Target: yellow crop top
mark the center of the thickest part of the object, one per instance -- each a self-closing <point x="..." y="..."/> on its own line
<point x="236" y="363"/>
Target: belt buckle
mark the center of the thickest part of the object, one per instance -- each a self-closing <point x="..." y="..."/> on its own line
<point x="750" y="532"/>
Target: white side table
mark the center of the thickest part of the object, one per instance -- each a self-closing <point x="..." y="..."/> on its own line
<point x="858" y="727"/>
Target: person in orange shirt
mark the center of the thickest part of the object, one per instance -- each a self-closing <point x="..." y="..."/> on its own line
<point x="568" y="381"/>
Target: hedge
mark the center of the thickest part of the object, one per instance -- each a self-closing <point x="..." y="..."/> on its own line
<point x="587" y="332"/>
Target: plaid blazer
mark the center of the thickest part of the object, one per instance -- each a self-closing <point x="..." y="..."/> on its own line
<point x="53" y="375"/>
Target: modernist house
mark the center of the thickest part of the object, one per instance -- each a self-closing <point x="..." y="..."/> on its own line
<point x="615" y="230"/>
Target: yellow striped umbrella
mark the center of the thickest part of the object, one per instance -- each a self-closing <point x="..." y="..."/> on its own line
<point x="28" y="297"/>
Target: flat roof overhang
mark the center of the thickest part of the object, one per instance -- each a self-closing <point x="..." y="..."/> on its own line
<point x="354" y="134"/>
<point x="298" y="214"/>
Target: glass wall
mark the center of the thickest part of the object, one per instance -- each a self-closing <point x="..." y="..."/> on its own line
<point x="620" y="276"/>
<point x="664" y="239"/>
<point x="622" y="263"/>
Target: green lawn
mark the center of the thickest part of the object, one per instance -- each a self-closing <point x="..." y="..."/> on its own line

● ● ●

REQUIREMENT: Output the listing above word for word.

RESULT OF THE TASK:
Target: yellow crop top
mark the center of the thickest part of the object, one per instance -- each a self-closing <point x="..." y="..."/> on its own line
<point x="236" y="363"/>
Target: belt buckle
mark the center of the thickest part of the object, one per instance -- each a self-closing <point x="..." y="..."/> on its own line
<point x="750" y="532"/>
Target: white side table
mark the center of the thickest part of the object, one per instance -- each a self-closing <point x="..." y="..."/> on its own line
<point x="858" y="727"/>
Target: person in orange shirt
mark the center of the thickest part of the object, one per instance -- each a self-closing <point x="..." y="..."/> on its own line
<point x="568" y="381"/>
Target: hedge
mark the center of the thickest part of the object, one per instance -- each a self-closing <point x="..." y="..."/> on its own line
<point x="587" y="332"/>
Target: plaid blazer
mark the center of the thickest part of the object, one per instance -- each a self-closing <point x="..." y="..."/> on its own line
<point x="53" y="375"/>
Target: modernist house
mark the center of the thickest part of the object, one per instance -- each a self-closing <point x="..." y="..."/> on its own line
<point x="615" y="230"/>
Target: yellow striped umbrella
mark the center of the thickest part of the object, one per instance -- each a self-closing <point x="..." y="..."/> on its own line
<point x="28" y="297"/>
Target: flat roof overhang
mark the center of the thickest part of the object, one per instance -- each a self-closing <point x="..." y="..."/> on its own line
<point x="354" y="134"/>
<point x="298" y="214"/>
Target: glass wall
mark the center of the thickest part of the object, one per instance -- each a self-closing <point x="..." y="..."/> on its own line
<point x="620" y="276"/>
<point x="664" y="239"/>
<point x="622" y="263"/>
Target: green lawn
mark the center of the thickest part of the object, one per instance -- each a self-closing <point x="..." y="..."/> on its own line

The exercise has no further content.